* **Source information**:

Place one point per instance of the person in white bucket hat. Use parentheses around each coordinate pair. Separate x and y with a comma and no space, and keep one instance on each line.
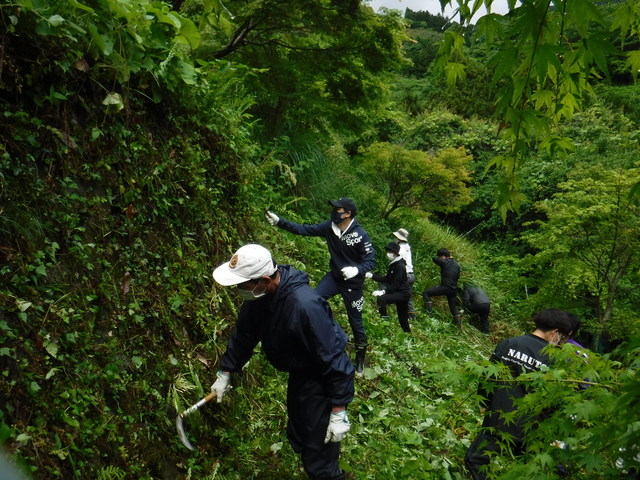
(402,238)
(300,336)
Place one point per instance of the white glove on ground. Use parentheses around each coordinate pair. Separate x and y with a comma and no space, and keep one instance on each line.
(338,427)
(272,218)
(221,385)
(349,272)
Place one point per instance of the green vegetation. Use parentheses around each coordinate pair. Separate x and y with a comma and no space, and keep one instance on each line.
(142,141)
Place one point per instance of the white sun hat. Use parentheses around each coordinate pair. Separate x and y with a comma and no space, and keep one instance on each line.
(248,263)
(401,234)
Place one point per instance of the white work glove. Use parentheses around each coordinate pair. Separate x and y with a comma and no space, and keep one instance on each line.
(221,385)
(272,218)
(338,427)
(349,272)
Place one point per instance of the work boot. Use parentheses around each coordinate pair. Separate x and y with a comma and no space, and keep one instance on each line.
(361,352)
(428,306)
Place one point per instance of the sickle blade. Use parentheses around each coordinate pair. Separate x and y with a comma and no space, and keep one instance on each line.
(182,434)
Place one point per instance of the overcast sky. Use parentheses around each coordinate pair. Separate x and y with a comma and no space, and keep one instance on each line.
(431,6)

* **What is required**: The lines to set down, exactly and with both ends included, run from the one containing "Place one point per instance of the white work" to the last line of the data above.

* **Completed task**:
Place one point per instance of the white work glove. Use parentheses around each coordinate pair. Separate x and y with a comma and no space, and keep one instance on each line.
(221,385)
(272,218)
(338,427)
(349,272)
Place one point per instance of the work boot. Use parentheses around each coordinate pair. Separate x and y with a comma and no space, and keep one instance on each line.
(361,352)
(428,306)
Place one point per instance of the sickle blade. Use parentheses around each coordinate pair. Separate x and y with a comma and no space, and keep one instance on each line.
(182,434)
Place one point per instance of the overcast sky. Use parentheses around each coordinate pair. Separate x and y with a comma and no space, and keep one instance on each line.
(431,6)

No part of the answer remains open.